(Stored data)

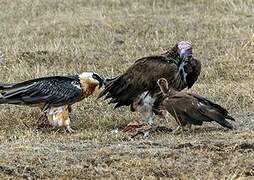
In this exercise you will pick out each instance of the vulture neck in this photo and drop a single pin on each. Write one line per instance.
(172, 55)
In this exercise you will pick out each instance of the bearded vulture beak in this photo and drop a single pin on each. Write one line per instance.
(189, 108)
(54, 94)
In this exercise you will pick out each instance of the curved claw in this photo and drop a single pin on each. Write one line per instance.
(69, 129)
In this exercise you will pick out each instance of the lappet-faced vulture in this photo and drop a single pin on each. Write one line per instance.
(137, 86)
(191, 109)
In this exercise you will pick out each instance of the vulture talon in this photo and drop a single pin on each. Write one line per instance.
(70, 130)
(131, 126)
(137, 86)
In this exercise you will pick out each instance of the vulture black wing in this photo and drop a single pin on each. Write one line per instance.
(140, 77)
(54, 91)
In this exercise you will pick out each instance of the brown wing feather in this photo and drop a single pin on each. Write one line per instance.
(140, 77)
(195, 109)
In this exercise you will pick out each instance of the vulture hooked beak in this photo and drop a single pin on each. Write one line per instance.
(184, 53)
(99, 79)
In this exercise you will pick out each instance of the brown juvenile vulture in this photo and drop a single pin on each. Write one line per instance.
(189, 108)
(54, 95)
(138, 85)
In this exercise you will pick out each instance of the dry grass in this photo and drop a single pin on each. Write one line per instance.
(106, 36)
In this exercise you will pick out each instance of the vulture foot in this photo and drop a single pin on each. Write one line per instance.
(69, 129)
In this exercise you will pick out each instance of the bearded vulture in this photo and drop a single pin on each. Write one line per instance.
(138, 85)
(54, 95)
(189, 108)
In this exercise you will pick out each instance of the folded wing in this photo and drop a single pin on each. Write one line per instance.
(53, 91)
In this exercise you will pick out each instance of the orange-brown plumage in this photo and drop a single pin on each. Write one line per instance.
(53, 95)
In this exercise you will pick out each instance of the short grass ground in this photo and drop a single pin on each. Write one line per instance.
(52, 37)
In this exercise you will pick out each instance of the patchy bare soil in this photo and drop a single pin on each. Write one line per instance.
(52, 37)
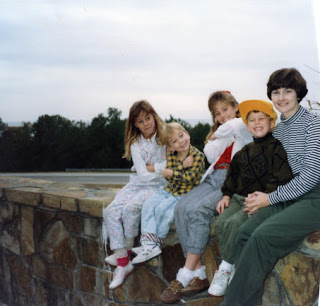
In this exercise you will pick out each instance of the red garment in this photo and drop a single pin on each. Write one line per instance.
(225, 158)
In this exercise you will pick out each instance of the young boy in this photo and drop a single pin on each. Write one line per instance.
(259, 166)
(184, 169)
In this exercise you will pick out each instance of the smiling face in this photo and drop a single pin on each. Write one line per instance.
(285, 101)
(223, 112)
(146, 124)
(259, 124)
(179, 141)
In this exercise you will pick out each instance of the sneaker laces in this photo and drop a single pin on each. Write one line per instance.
(175, 286)
(147, 248)
(193, 280)
(221, 277)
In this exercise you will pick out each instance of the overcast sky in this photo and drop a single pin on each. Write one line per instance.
(77, 58)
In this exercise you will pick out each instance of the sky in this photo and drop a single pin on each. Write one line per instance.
(77, 58)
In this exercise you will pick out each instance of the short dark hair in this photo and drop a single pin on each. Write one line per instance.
(287, 78)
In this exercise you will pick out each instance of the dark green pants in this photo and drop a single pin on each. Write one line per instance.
(267, 236)
(227, 226)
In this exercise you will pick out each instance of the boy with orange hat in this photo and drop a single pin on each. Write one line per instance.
(259, 166)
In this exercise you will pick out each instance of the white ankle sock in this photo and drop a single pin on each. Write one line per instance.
(201, 272)
(225, 266)
(184, 276)
(120, 253)
(129, 242)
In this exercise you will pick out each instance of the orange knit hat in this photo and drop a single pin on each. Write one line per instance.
(248, 106)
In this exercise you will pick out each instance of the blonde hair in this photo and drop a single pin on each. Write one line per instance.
(132, 133)
(224, 97)
(168, 130)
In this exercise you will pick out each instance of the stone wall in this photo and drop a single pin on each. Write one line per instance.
(51, 253)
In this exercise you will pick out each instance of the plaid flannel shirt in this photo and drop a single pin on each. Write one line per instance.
(184, 179)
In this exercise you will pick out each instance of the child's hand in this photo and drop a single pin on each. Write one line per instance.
(150, 168)
(167, 173)
(222, 204)
(168, 150)
(188, 162)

> How to complete this task: Reproduce the records exactly, images excluded.

> Written answer:
In this exercise you will pick out each instance of the vulture neck in this photo and drop a single pin on each. Write one line per instance.
(172, 55)
In this exercise you will pick out each instance of the bearded vulture beak in this photo and drop a single pin on each. Write one line per instance.
(189, 108)
(54, 94)
In this exercise you will pick out each instance of the curved claw in this photo and drop a single pin on each. Write one line per instance.
(69, 129)
In this exercise you will pick out each instance of the lappet-faced vulture in this photo and drop a single pin on each. Write one line per instance.
(137, 86)
(191, 109)
In this exercise you will pick out each instance of the vulture talon in this photo and drop a single pin on each. Write one line per instance.
(70, 130)
(131, 126)
(137, 86)
In this exercise you will pick out each instance of the vulture black wing in this photo and drop a single pin on each. Write one line per instance.
(140, 77)
(54, 91)
In this exercise you will pick out each instance of the brown wing feather in this photo and drop a single pin on each. Write one line per instance.
(140, 77)
(195, 109)
In this exercise you will pick out each instance of the vulture hooked beak in this photo and drop a single pin on each. Write one line per instance.
(184, 53)
(99, 79)
In this exercise you will pick out each instance of the brown juvenile vulture in this photo and drop a single pin on each. Write one line per instance.
(189, 108)
(54, 95)
(138, 85)
In this exercise you will pick out each instance of the dry grass in this photo and drop a single pin on each. Write one line per instance.
(106, 36)
In this exercise you will pick out each instance of the vulture foot in this photo and drop a single pin on each. Write one line per instance.
(69, 129)
In this exercise you will pick out each instance of the bearded vulture in this photo and drop a single pin on each. Write one line per instance.
(138, 85)
(54, 95)
(189, 108)
In this exercise you will pick out each instance of the folded wing in this photo and drop a single pin on each. Write one line per instance.
(53, 91)
In this exercise you will pick out each instance of the orange-brown plumage in this photo and drop a single pin on each. Write one line per instance.
(53, 95)
In this exercise you will pick out each instance of the short grass ground in this photo and drop a single pin on each. Write one line per instance.
(52, 37)
In this exercise you will pick out each instance of the patchy bare soil in this photo and drop a single pin on each. Write one line per instance.
(52, 37)
In this exercise you will pick out each instance of the red garment in this photo and drop a single pin on each. Write one line per instance.
(225, 158)
In this exercise you will pick out each instance of the young boy in this photo and drop a single pin on each. Write one line per instance.
(259, 166)
(184, 169)
In this exercise you will pick out each instance of the smiling face in this photo and drop a single pin on each. Write one line per instance.
(285, 101)
(223, 112)
(146, 124)
(259, 124)
(179, 141)
In this exercise you will pick out each instance of the sneaker laces in this photo and drop a single pin on each. Write one line per instance.
(175, 286)
(147, 248)
(193, 280)
(221, 277)
In this exercise you will pick out each instance of the overcast sky in this photo and drop a single pin on each. Write one line per instance.
(77, 58)
In this exercise you will pick out each instance of the sky in this photo and drop a single pin on each. Write one line per instance.
(77, 58)
In this exercise you will pick out each instance of the short dark hair in this photo and drop a single pin on each. Write one line per instance.
(287, 78)
In this exercise you will pick out each instance of the dark green pants in this photo and drop a single pin on each. Write one line per instance.
(267, 236)
(227, 226)
In this exercise you will pick out each instance of the boy with orange hat in this photo and drop a single pin on each. Write one line per instance.
(259, 166)
In this exercise you will pick out each instance of the white ankle sock in this photo and drop a single pin on each. Write one line per instance.
(201, 272)
(225, 266)
(184, 276)
(120, 253)
(129, 242)
In this exercise you will pick out each instance of the orange knit hat in this photo and drop a single pin on each. Write one line per instance.
(248, 106)
In this exercise you will pick out each instance of the blonde hair in this photo and drop a single pin on each. Write one line per instance.
(132, 133)
(224, 97)
(168, 130)
In this exercise you will pick out each instance of the stone wall in this photo and drop a single pin on each. Write one line per instance.
(51, 253)
In this exercise you will pick out each instance of the plaid flannel shirt in this photo and drop a single pin on each. Write one line per instance.
(184, 179)
In this exercise you will pick out each instance of the child's hand in this photo and drop a single pin on each. Write one line per instance.
(150, 168)
(167, 173)
(222, 204)
(168, 150)
(188, 162)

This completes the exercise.